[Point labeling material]
* BEGIN *

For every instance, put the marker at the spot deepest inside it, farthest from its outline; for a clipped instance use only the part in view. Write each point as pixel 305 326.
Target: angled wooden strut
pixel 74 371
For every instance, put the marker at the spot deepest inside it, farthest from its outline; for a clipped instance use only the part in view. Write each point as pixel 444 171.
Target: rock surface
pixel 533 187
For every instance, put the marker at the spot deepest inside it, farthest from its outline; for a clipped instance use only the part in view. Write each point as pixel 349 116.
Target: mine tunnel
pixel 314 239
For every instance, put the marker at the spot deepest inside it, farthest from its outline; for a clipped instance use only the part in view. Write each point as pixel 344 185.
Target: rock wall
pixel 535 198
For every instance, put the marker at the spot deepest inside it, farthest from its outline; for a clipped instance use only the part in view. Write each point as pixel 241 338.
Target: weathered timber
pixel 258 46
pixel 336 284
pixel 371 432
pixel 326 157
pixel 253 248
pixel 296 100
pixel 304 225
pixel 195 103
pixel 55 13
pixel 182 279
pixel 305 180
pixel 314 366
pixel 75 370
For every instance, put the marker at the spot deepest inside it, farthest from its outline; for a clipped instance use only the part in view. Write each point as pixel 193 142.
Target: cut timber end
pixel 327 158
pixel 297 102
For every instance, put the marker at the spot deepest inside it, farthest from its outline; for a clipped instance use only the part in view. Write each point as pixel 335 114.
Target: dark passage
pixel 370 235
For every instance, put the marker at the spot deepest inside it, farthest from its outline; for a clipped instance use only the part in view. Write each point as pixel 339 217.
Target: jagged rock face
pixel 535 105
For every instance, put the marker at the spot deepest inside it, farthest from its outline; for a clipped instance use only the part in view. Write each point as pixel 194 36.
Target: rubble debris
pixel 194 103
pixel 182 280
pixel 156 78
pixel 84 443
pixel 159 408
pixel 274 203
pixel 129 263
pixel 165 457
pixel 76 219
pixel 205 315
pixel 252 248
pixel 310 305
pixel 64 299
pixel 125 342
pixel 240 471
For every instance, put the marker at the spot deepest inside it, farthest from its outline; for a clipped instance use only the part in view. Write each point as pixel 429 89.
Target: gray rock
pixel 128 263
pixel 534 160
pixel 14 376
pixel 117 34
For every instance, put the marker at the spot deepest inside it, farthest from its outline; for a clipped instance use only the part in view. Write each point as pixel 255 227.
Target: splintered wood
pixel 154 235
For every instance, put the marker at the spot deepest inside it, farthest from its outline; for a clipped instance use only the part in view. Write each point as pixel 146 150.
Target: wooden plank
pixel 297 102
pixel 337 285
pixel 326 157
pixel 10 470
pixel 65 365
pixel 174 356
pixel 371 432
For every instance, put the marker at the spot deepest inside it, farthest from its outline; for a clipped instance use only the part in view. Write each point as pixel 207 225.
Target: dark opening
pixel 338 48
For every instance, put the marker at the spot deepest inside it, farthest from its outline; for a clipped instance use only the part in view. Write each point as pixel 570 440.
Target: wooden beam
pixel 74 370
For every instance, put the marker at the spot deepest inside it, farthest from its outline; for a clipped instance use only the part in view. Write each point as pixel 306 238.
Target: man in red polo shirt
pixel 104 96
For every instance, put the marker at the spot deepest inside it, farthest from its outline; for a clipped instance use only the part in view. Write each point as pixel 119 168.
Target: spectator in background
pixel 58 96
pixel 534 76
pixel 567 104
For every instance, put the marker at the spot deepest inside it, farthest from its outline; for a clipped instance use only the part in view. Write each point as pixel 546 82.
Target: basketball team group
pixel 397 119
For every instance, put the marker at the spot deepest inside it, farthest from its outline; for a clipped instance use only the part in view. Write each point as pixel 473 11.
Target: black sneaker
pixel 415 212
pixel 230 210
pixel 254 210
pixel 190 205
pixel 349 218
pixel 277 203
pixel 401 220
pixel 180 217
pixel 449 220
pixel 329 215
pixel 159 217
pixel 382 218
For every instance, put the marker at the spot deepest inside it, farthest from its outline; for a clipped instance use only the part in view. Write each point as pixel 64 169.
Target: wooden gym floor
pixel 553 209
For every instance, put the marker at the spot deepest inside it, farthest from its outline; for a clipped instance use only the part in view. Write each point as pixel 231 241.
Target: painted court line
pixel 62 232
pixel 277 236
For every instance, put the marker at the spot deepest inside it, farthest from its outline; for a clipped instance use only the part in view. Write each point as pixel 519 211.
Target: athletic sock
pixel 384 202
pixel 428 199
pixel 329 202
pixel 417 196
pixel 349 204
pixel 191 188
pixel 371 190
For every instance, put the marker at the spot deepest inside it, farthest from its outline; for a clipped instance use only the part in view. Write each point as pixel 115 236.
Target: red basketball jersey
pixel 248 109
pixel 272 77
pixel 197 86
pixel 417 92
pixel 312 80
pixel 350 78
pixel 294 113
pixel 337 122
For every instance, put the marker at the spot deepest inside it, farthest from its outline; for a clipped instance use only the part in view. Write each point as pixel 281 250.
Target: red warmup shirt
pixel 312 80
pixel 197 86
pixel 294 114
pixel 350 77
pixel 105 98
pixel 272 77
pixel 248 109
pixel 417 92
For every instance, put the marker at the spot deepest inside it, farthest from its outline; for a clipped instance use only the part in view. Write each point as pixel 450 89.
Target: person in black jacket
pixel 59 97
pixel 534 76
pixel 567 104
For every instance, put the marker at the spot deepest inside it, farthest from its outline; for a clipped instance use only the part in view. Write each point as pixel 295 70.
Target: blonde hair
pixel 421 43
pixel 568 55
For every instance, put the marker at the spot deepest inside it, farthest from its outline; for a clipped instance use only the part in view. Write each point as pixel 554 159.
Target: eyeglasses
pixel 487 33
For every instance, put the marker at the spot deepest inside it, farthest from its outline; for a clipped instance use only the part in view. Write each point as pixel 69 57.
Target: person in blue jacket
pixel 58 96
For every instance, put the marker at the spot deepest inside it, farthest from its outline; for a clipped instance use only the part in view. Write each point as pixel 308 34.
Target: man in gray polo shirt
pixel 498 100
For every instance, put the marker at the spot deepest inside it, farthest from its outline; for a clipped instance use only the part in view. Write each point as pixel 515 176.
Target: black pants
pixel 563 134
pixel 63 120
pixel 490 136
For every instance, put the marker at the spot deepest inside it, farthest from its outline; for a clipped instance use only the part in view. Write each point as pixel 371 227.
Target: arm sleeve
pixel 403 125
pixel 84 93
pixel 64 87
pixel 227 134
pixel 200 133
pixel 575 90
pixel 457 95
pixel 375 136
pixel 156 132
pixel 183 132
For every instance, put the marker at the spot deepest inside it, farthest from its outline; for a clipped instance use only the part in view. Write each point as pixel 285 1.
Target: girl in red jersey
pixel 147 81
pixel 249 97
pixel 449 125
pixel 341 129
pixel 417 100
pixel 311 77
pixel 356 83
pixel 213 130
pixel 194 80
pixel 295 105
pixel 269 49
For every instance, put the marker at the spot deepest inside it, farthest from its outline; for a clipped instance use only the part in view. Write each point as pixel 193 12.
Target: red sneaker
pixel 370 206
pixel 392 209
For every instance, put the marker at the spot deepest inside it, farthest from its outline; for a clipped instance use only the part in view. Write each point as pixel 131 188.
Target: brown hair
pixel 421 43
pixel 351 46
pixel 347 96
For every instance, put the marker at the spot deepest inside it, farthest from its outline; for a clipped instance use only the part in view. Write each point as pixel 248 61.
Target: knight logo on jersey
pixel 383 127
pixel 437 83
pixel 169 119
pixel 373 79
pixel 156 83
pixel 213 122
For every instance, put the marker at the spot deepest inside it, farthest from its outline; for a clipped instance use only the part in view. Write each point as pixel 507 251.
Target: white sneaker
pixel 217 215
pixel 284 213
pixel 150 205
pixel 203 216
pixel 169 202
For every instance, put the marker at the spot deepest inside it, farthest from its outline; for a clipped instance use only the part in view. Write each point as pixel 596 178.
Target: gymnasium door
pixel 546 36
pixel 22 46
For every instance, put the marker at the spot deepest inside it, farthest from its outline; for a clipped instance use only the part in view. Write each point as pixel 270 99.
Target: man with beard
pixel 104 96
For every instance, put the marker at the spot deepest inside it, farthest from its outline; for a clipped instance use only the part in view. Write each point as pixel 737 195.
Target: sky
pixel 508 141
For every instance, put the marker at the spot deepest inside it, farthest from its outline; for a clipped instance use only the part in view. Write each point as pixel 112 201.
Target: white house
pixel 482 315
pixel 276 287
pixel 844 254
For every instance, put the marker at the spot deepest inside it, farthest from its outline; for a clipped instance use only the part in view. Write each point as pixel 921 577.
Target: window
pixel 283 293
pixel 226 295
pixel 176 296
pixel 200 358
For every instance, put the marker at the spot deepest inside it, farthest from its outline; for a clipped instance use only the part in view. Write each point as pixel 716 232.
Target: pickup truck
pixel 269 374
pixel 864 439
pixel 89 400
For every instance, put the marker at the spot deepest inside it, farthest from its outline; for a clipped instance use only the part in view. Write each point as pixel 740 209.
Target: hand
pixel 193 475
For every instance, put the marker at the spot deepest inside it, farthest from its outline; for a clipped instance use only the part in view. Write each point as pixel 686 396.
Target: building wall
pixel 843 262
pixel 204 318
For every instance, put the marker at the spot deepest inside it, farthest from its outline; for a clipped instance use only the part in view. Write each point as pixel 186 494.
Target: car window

* END *

#### Task brief:
Copy out the material verbatim, from the line with "pixel 255 227." to the line with "pixel 397 119", both included.

#### Full answer:
For every instance, put the marker at the spot deepest inside it, farthest from its outline; for a clipped instance use only the part in view. Write each point as pixel 255 227.
Target: splintered wood
pixel 154 235
For every instance, put the marker at the spot deepest inside it, farthest from its outline; for a clipped instance use only the part in view. Write each point as pixel 146 150.
Target: wooden plank
pixel 297 102
pixel 337 285
pixel 326 157
pixel 10 470
pixel 65 365
pixel 174 356
pixel 371 432
For every instance, put the marker at the spot deepest inside it, farthest from its outline; for a clipped instance use only the part in view. Write each point as pixel 207 225.
Target: dark opening
pixel 338 48
For every instance, put the marker at the spot deepest inside it, farthest from its outline; for a clipped instance use only the part in view. Write each point as pixel 570 440.
Target: wooden beam
pixel 74 370
For every instance, put the marker at the spot deepest inside it, farthest from its outline; for a clipped instance use only the part in view. Write each point as pixel 306 238.
Target: man in red polo shirt
pixel 104 96
For every instance, put the marker at the spot deepest inside it, farthest from its outline; for a clipped instance use only the part in view. Write each point as pixel 119 168.
Target: spectator in background
pixel 58 96
pixel 534 76
pixel 567 104
For every instance, put the marker at the spot deepest inside it, farthest from its outline; for a clipped instance use only the part in view. Write each point as pixel 546 82.
Target: basketball team group
pixel 397 119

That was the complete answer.